Jean Hélion

"Mon métier est de penser avec les yeux"

Jean Hélion Galerie Alain Margaron Jean Helion peintre
Jean Hélion, "Chou sous la lucarne", 1960, huile sur toile, 120 x 79 cm

La période que nous avons choisie est la moins connue. Hélion nourrissait alors, une grande ambition : enrichir son langage pictural à la fois de son abstraction géométrique des années 30 et de l’abstraction douce, aux formes courbes, dite lyrique, comme celle de son ami, Hans Hartung, sans se soucier des clans qui se sont livrés une guerre fratricide.

« À Belle-Île en mer, où il possède une maison depuis 1953, Hélion trouve des motifs qui lui permettent d’inscrire dans le réel, la célérité, la gestualité de l’art abstrait lyrique… Autant ses peintures des toits de Paris procèdent d’une technique qui privilégie les aplats, conduit à la disparition de la touche, autant ses tableaux de Belle-Île recourent à une écriture rapide, imposent un mouvement de la brosse qui, seul, est à même de restituer le mouvement des vagues, la forme des roches déchiquetées », analyse Didier Ottinger, commissaire de sa dernière grande exposition, au Centre Pompidou, en 2004.

Hélion poursuivait son œuvre dans l’indifférence du public et des marchands, refusant toute bannière, et donc tout soutien durable, continuant à évoluer parce que son œuvre l’exigeait.

Et ses sujets heurtaient le bon goût. Quoi de plus banal et de moins flatteur qu’une vue de toits, un chou dans une chambre de bonne, des mareyeurs qui se passent des paniers ou un képi fatigué ? Un regard superficiel a pu voir des chromos dans des œuvres complexes et sophistiquées.

Il faut du temps pour que la beauté d’une œuvre soit reconnue. Un succès plus rapide n’est souvent que celui du sujet traité.

EXTRAITS DES DONNÉES:
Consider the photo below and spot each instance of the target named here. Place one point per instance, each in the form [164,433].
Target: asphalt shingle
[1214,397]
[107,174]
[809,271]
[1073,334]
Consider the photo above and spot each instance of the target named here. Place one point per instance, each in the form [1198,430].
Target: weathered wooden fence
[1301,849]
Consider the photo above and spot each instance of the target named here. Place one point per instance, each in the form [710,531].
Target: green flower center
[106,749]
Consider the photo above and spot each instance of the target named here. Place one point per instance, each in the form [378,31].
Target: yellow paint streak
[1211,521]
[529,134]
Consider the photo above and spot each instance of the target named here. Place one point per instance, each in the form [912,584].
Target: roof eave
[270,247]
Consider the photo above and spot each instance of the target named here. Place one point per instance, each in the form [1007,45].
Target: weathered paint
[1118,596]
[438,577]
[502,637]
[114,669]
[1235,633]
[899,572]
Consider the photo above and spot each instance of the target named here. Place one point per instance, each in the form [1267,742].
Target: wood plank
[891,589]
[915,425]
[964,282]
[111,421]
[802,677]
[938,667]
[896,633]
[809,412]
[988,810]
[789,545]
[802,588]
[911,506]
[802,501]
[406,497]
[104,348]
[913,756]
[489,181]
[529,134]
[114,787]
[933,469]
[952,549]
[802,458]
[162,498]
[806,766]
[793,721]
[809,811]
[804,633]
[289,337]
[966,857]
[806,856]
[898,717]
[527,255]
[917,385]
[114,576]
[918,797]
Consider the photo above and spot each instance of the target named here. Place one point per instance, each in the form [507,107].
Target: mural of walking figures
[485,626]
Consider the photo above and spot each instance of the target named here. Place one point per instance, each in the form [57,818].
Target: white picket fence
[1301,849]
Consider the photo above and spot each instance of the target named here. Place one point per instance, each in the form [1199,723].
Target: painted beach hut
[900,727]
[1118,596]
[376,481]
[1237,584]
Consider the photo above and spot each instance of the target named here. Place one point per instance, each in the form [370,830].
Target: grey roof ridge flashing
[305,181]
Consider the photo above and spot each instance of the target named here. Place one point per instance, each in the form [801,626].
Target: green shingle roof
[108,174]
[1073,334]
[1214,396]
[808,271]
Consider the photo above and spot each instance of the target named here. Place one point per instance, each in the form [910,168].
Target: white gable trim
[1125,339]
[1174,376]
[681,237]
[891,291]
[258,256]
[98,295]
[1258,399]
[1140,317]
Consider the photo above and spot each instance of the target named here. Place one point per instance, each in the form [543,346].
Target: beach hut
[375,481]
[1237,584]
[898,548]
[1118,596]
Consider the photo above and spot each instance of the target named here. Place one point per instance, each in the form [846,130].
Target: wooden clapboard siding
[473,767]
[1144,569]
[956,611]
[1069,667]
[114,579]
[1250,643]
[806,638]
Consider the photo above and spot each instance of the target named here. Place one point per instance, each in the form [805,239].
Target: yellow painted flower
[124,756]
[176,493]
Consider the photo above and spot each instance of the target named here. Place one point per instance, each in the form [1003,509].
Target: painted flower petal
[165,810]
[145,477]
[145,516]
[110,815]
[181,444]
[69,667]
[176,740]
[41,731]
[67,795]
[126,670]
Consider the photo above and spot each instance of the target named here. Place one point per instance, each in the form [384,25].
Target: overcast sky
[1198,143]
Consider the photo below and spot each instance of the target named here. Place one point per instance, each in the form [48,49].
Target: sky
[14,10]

TRAVAIL ATTENDU: Poursuivez le texte consacré au peintre Jean Hélion à la suite de sa dernière phrase. Les lignes n'interviennent en rien dans ce travail.

RÉSULTAT OBTENU:
Hélion a été, certes, soutenu par les grands écrivains de son époque : Ponge, Queneau, Char, Du Bouchet, Bonnefoy

« Grâce à Hélion, tout d’un coup, on s’exclame : comme c’est beau ! Oui, c’est beau les toits, les charrues, les citrouilles… tout ce que le peintre choisit pour nous apprendre à le voir. » Robert Queneau

« Aucun de ces tableaux présente le moindre charme, la moindre trace de goût. Mais chacun possède un incontestable pouvoir hypnotique ; on ne s’en détache pas facilement. » Francis Ponge

Il était, également aimé des artistes : « Fasciné par les productions de ce peintre, je ne peux qu’à grand peine en détacher mon regard. » Alberto Giacometti

Les institutions n’étaient pas en reste. À la demande de Blaise Gautier, directeur du Centre National d’art contemporain, Daniel Abadie lui a consacré la première rétrospective d’un artiste vivant au Grand Palais, en 1970. Plusieurs des œuvres que nous exposons étaient accrochées. Des expositions institutionnelles importantes se sont ensuite succédées.

Mais Hélion n’était toujours pas dans l’air du temps. Ajoutons à cela certains comportements contre-productifs de ceux qui auraient du soutenir son œuvre…

Les choses ont commencé à changer. Le public des amateurs de Jean Hélion s’élargit. Et son importance apparaît. Son œuvre préfigure le retour actuel à la figuration et donne des clefs pour une quête du réel. Elle donne aussi une grande leçon de liberté par rapport aux attentes du marché et aux idées en cours. Cette liberté a un prix. Le succès n’est pas immédiat.

A.M.

L’exposition Jean Hélion est prolongée, avec un accrochage renouvelé, jusqu’au 29 mai dans l’espace – cour.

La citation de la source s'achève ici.